+++ PROVIDED ENTRIES +++

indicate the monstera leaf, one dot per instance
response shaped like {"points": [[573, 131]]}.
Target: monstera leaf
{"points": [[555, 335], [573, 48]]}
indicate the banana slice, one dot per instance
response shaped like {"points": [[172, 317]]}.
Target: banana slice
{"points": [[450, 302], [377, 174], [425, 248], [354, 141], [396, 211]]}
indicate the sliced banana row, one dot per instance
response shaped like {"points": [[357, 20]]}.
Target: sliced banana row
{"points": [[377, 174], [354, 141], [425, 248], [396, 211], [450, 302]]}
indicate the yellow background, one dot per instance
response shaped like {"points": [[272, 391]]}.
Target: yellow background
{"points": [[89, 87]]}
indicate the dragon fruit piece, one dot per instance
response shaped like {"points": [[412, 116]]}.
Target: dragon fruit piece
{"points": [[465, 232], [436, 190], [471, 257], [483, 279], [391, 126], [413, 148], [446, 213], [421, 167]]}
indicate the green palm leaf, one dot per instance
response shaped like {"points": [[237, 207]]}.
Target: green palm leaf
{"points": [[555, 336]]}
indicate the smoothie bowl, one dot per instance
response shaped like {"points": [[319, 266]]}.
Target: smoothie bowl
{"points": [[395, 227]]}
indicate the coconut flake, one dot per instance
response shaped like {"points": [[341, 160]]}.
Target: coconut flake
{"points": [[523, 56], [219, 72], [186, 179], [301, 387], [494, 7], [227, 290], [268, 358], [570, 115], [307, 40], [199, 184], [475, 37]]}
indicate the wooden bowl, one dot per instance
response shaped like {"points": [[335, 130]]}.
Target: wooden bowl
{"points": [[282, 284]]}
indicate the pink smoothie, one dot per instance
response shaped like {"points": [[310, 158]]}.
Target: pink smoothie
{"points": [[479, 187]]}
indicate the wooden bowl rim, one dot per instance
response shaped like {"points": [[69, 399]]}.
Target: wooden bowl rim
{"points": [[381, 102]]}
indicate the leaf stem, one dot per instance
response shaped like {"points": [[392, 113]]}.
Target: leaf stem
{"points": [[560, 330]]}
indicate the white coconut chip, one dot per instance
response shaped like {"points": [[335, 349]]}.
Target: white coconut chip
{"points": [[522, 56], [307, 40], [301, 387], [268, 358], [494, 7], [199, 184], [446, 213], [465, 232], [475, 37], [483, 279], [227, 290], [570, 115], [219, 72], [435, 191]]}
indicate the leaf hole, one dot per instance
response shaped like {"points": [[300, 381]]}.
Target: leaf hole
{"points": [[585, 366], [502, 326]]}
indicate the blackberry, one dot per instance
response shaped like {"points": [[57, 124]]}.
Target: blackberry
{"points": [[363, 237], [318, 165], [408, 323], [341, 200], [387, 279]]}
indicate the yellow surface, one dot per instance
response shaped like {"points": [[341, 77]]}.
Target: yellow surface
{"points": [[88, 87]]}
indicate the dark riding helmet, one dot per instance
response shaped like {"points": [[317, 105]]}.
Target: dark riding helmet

+++

#### YOUR OBJECTIVE:
Read the records above. Show each line that has the string "helmet".

#### REPLY:
indicate the dark riding helmet, one dot per instance
Target: dark riding helmet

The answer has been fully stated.